_How to complete this task_
Retype the records exactly.

_Data under study_
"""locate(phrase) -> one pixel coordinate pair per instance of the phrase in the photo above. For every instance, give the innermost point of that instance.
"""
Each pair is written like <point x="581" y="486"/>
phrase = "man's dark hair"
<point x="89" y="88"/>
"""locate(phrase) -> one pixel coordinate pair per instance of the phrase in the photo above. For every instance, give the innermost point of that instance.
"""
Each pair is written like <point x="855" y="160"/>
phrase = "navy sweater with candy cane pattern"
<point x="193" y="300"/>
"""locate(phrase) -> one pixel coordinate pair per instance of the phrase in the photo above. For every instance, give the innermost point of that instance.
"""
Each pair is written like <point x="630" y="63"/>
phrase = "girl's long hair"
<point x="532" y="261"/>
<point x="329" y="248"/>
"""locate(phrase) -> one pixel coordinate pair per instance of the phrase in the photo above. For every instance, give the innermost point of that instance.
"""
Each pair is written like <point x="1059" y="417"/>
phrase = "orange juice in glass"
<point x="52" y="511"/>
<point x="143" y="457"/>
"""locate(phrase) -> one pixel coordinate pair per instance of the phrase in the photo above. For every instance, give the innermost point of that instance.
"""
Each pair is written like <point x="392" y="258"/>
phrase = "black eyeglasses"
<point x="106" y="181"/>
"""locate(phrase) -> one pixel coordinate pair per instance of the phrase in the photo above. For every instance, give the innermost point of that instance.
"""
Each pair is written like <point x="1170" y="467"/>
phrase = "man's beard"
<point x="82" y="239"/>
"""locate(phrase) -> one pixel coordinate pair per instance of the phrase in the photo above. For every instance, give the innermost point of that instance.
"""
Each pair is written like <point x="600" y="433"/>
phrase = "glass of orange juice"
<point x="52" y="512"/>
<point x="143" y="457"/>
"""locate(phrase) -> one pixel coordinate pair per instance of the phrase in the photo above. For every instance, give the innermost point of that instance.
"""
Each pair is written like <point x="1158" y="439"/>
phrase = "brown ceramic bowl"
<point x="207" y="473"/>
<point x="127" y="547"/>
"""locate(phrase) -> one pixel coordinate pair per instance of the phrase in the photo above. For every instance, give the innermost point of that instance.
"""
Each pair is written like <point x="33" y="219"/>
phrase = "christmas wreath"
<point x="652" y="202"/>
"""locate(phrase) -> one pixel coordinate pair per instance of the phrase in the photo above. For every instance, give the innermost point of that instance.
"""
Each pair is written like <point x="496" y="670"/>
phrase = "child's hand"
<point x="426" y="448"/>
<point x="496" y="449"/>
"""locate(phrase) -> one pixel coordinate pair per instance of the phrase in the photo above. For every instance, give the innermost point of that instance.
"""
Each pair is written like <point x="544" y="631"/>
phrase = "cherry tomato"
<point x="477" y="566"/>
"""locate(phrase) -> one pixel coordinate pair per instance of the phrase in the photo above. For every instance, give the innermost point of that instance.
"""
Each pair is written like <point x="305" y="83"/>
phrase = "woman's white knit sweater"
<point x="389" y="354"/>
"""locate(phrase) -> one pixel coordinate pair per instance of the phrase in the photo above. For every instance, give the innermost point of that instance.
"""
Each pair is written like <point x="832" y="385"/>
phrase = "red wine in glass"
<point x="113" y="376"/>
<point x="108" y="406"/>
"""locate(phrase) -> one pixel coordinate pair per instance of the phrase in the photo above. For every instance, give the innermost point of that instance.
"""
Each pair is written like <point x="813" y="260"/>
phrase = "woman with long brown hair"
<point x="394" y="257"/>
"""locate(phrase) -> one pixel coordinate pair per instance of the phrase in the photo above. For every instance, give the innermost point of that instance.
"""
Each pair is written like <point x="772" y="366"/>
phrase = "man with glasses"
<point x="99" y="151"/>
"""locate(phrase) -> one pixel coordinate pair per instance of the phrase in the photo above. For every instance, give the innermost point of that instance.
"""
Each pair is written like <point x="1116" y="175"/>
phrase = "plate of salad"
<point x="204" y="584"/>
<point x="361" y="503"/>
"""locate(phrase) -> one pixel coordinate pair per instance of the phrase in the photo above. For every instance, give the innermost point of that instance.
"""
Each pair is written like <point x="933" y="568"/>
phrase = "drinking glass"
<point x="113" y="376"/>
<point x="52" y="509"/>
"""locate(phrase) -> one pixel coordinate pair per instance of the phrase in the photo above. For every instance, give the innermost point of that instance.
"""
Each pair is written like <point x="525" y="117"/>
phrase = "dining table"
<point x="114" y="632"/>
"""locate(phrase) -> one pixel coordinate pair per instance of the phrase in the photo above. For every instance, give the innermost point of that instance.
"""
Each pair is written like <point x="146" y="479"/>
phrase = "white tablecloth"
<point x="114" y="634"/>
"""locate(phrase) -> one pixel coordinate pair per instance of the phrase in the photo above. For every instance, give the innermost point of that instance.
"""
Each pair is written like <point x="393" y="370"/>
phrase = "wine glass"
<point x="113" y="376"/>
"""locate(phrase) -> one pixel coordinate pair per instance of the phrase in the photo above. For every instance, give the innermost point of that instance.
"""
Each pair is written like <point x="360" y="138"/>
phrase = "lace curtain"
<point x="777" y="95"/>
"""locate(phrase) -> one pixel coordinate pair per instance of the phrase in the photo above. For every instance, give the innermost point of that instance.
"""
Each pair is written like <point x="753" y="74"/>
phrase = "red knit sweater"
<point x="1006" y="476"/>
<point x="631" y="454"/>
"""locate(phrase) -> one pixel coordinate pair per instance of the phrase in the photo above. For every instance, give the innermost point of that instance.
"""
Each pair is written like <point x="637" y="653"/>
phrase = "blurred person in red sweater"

_Answer box_
"""locate(phrase) -> one pixel coordinate pair per instance of the phrase in the photo above. For every instance, give the innermost point of that instance.
"""
Each pair is written like <point x="581" y="486"/>
phrase = "man's dark hair"
<point x="89" y="88"/>
"""locate(phrase) -> one pixel coordinate pair per instance of the phrase in the photo above. For every instance, give the innermost point of that instance.
"""
Each pair is written like <point x="855" y="160"/>
phrase = "navy sweater with candy cane pattern"
<point x="193" y="300"/>
"""locate(phrase) -> one pixel coordinate pair per instance of the phrase in the photo above. For every instance, give the innermost point of that instance.
"""
Each pair is written like <point x="630" y="63"/>
phrase = "girl's long hair"
<point x="532" y="261"/>
<point x="329" y="248"/>
"""locate(phrase) -> one pixel coordinate pair per instance of the phrase in the photo above. For every instance, give the innermost point of that instance.
"""
Each pair is written like <point x="1059" y="417"/>
phrase = "orange juice in glass"
<point x="52" y="511"/>
<point x="143" y="457"/>
"""locate(phrase) -> one pixel coordinate pair per instance of the phrase in the photo above. For every instance, give the innermost point of that instance.
"""
Each pair is written like <point x="392" y="258"/>
phrase = "black eyeglasses"
<point x="106" y="181"/>
"""locate(phrase) -> one pixel coordinate pair per instance of the phrase in the photo above. For every instance, give the innermost point of that instance.
"""
Each pair is written like <point x="1170" y="467"/>
phrase = "man's beard"
<point x="82" y="239"/>
"""locate(phrase) -> one pixel coordinate pair per instance of the phrase in the photo above. For every instance, give the innermost point of that instance.
"""
Each pair is written like <point x="600" y="433"/>
phrase = "glass of orange juice"
<point x="52" y="512"/>
<point x="143" y="457"/>
"""locate(phrase) -> one pixel coordinate pair per instance of the phrase in the photo above. For every instance, give the innermost point of that instance.
"""
Each pair is written like <point x="1158" y="439"/>
phrase = "brown ceramic bowl"
<point x="207" y="473"/>
<point x="127" y="547"/>
"""locate(phrase) -> one pixel coordinate pair per instance of the phrase in the photo above. For every instance, give the innermost point of that instance.
"""
Each pair is written like <point x="33" y="219"/>
phrase = "christmas wreath"
<point x="652" y="202"/>
"""locate(phrase) -> one pixel coordinate pair per instance of the phrase in the photo above. For every instance, give the innermost point of that instance.
"""
Each pair is written like <point x="496" y="670"/>
phrase = "child's hand"
<point x="426" y="448"/>
<point x="496" y="449"/>
"""locate(phrase) -> one pixel coordinate pair per instance of the phrase in the photo above. For every instance, give the innermost point of that instance.
"""
Each pair is written like <point x="544" y="631"/>
phrase = "cherry tomato"
<point x="477" y="566"/>
"""locate(phrase) -> one pixel coordinate pair per instance of the phrase in the photo above. For every instance, give the innermost point of that instance.
"""
Each pair is written like <point x="305" y="83"/>
phrase = "woman's white knit sweater"
<point x="389" y="354"/>
"""locate(phrase) -> one pixel coordinate pair per instance of the phrase in the photo above. For every instance, give the innermost point of that instance.
"""
Each pair is written like <point x="832" y="385"/>
phrase = "red wine in glass"
<point x="113" y="376"/>
<point x="108" y="406"/>
"""locate(phrase) -> one pixel coordinate pair per instance of the phrase in the photo above. For every instance, give the innermost point of that instance.
"""
Each pair is written like <point x="813" y="260"/>
phrase = "woman with long brown hair"
<point x="394" y="257"/>
"""locate(phrase) -> one pixel coordinate pair per instance of the phrase in the photo above. For every instance, give the innermost point of that instance.
"""
Each pair is written like <point x="772" y="366"/>
phrase = "man with glasses"
<point x="99" y="151"/>
"""locate(phrase) -> one pixel coordinate pair per instance of the phrase in the photo above. For every instance, give the innermost point of that instance.
"""
Each pair is written like <point x="1116" y="175"/>
phrase = "plate of salad"
<point x="204" y="584"/>
<point x="361" y="503"/>
"""locate(phrase) -> one pixel coordinate pair per instance of the phrase in the photo above. For every instance, give the innermost point of that instance.
"""
Each pair is written like <point x="933" y="568"/>
phrase = "drinking glass"
<point x="113" y="376"/>
<point x="52" y="509"/>
"""locate(phrase) -> one pixel coordinate pair per instance of the phrase in the photo above. For every instance, give the innermost point of that instance.
"""
Each pair is written like <point x="525" y="117"/>
phrase = "dining table"
<point x="114" y="632"/>
"""locate(phrase) -> one pixel coordinate pair per instance of the phrase in the photo above. For every instance, give the innermost point of that instance.
"""
Each pair is written like <point x="146" y="479"/>
phrase = "white tablecloth"
<point x="114" y="634"/>
"""locate(phrase) -> one pixel coordinate pair per instance of the phrase in the photo above. For every instance, give the innermost point of that instance.
"""
Each pair is written like <point x="393" y="370"/>
phrase = "wine glass"
<point x="113" y="376"/>
"""locate(phrase) -> one pixel coordinate pair per instance of the phrase in the photo above. For every instance, give the innermost point of that instance.
"""
Each pair is written like <point x="360" y="138"/>
phrase = "lace curtain"
<point x="777" y="95"/>
"""locate(phrase) -> one pixel coordinate pair per instance of the phrase in the photo above. For every instance, give the innermost point of that instance.
"""
Each pair is written like <point x="753" y="74"/>
phrase = "red knit sweater"
<point x="1006" y="476"/>
<point x="631" y="454"/>
"""locate(phrase) -> one pixel coordinate pair per instance of the phrase in the photo above. For every instance, give the innermost point of that instance.
"""
Each pair is written like <point x="637" y="653"/>
phrase = "blurred person in red sweater"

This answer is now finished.